▸ TASK STATEMENT:
Work through the listing below and give again exactly the lines from the one with "-- select a point on the small" to the one with "-- select a point on the white teeth, one", both ends included. All other lines and all pictures stay out.

━━━━━ INPUT DATA ━━━━━

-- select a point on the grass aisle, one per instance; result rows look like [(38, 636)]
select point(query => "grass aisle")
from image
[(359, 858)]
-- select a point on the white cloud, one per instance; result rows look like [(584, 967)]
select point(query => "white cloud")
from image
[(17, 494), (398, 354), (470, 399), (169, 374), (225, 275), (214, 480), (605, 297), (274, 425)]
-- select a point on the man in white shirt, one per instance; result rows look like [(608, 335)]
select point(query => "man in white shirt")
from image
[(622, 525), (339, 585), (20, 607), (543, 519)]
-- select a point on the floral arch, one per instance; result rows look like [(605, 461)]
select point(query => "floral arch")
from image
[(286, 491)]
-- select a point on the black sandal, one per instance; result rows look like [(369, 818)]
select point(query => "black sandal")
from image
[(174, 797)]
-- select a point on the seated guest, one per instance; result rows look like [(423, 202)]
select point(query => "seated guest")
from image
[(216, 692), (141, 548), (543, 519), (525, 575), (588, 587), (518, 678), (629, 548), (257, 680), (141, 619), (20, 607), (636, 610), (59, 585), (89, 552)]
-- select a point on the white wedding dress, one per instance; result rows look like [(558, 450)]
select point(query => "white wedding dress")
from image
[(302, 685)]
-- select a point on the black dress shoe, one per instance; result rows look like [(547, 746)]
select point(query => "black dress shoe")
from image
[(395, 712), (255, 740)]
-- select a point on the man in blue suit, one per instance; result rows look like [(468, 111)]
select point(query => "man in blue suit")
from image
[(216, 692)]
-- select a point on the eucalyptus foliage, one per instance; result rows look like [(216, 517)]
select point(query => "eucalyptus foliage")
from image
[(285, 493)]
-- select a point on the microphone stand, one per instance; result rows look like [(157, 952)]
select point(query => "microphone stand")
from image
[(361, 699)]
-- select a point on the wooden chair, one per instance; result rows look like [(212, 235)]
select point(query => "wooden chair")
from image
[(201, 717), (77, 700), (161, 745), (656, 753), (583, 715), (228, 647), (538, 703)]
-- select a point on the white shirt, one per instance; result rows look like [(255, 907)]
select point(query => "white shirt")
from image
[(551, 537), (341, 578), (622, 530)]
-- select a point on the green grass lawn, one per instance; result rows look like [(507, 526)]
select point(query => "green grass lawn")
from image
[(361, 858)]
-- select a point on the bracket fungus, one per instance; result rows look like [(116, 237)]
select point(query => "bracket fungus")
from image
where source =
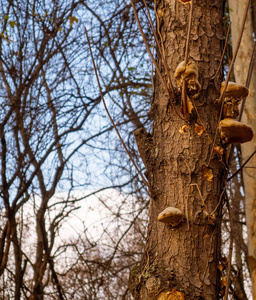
[(233, 96), (171, 215), (185, 1), (189, 74), (232, 131)]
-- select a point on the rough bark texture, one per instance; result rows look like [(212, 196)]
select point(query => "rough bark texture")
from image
[(181, 262), (249, 172)]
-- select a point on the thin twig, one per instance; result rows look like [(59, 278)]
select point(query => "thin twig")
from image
[(242, 166), (160, 49), (189, 32), (235, 53), (224, 50), (220, 101), (112, 121), (154, 62)]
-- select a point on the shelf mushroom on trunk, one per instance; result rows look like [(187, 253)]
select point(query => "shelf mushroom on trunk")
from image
[(171, 215), (232, 131)]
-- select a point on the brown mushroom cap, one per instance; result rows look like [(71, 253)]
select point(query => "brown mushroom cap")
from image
[(171, 215), (232, 131), (234, 90)]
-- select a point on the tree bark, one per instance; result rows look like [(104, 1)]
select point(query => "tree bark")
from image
[(249, 172), (182, 261)]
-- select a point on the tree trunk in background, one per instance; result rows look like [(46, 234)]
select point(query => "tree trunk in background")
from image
[(249, 117), (181, 262)]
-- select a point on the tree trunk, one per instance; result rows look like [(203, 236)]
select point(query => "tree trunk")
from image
[(181, 262), (249, 172)]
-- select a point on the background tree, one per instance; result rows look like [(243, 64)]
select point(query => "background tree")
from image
[(55, 136)]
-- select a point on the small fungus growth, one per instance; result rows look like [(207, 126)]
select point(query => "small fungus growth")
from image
[(189, 74)]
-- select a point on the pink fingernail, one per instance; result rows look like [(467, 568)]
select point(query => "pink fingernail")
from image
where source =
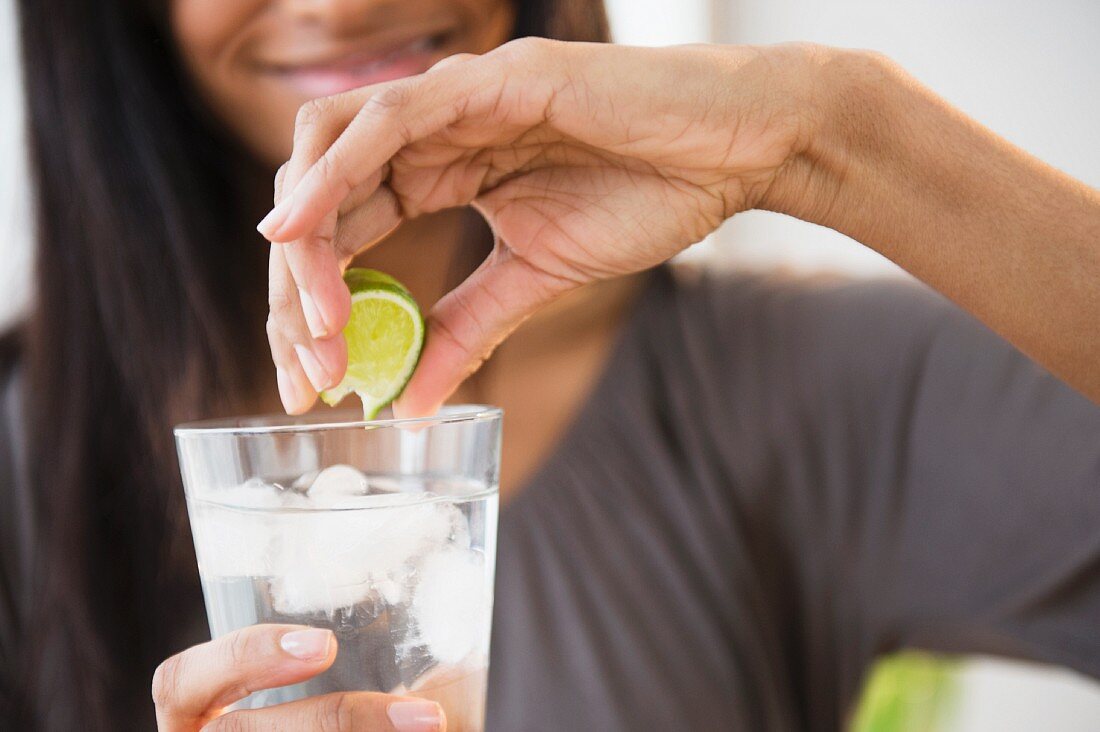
[(416, 716), (287, 392), (314, 319), (295, 395), (270, 225), (317, 374), (311, 644)]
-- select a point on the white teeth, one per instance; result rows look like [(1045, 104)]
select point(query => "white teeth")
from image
[(422, 44)]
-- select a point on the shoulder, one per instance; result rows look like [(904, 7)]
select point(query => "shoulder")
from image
[(889, 349), (807, 337)]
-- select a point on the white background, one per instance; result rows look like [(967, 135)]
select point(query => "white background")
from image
[(1031, 70)]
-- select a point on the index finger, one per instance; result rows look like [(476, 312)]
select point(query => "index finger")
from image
[(393, 116), (195, 685)]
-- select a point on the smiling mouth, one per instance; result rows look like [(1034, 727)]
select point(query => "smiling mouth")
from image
[(358, 69)]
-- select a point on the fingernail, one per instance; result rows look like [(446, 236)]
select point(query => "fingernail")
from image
[(287, 391), (416, 716), (311, 644), (270, 225), (318, 377), (314, 319)]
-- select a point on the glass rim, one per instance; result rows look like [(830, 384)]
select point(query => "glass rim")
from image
[(270, 424)]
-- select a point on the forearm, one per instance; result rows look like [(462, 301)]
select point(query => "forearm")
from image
[(1007, 237)]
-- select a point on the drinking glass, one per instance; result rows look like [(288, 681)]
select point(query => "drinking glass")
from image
[(382, 531)]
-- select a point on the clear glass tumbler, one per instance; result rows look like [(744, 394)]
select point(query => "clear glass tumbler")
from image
[(382, 531)]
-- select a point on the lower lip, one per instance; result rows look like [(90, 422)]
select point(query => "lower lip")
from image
[(325, 82)]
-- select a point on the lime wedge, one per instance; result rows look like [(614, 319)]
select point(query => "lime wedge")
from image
[(384, 335)]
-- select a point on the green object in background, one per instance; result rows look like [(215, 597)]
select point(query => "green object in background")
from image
[(909, 692)]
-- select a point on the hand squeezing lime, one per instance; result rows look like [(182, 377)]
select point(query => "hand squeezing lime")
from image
[(384, 335)]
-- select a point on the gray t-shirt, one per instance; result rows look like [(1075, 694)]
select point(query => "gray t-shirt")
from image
[(772, 483)]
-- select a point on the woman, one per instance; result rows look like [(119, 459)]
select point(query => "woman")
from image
[(723, 498)]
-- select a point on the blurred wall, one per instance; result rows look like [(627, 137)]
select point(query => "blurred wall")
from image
[(14, 193)]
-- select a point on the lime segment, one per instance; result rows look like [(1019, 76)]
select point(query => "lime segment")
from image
[(384, 335)]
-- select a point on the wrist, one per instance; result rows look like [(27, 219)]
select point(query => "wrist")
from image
[(846, 132)]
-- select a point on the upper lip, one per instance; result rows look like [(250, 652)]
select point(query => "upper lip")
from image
[(360, 52)]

━━━━━

▸ YOUR SOLUTION:
-- select a point on the small fungus growth, one per instance; result rows look like [(207, 126)]
select point(query => "small fungus growth")
from image
[(189, 74)]
-- select a point on the pink fingernail, one per instance; result rows look like [(467, 568)]
select point(query => "pink fingernail")
from image
where source =
[(416, 716), (287, 392), (314, 319), (295, 395), (270, 225), (317, 374), (311, 644)]
-- select a point on the white teeth, one per instance; result rows look like [(1045, 104)]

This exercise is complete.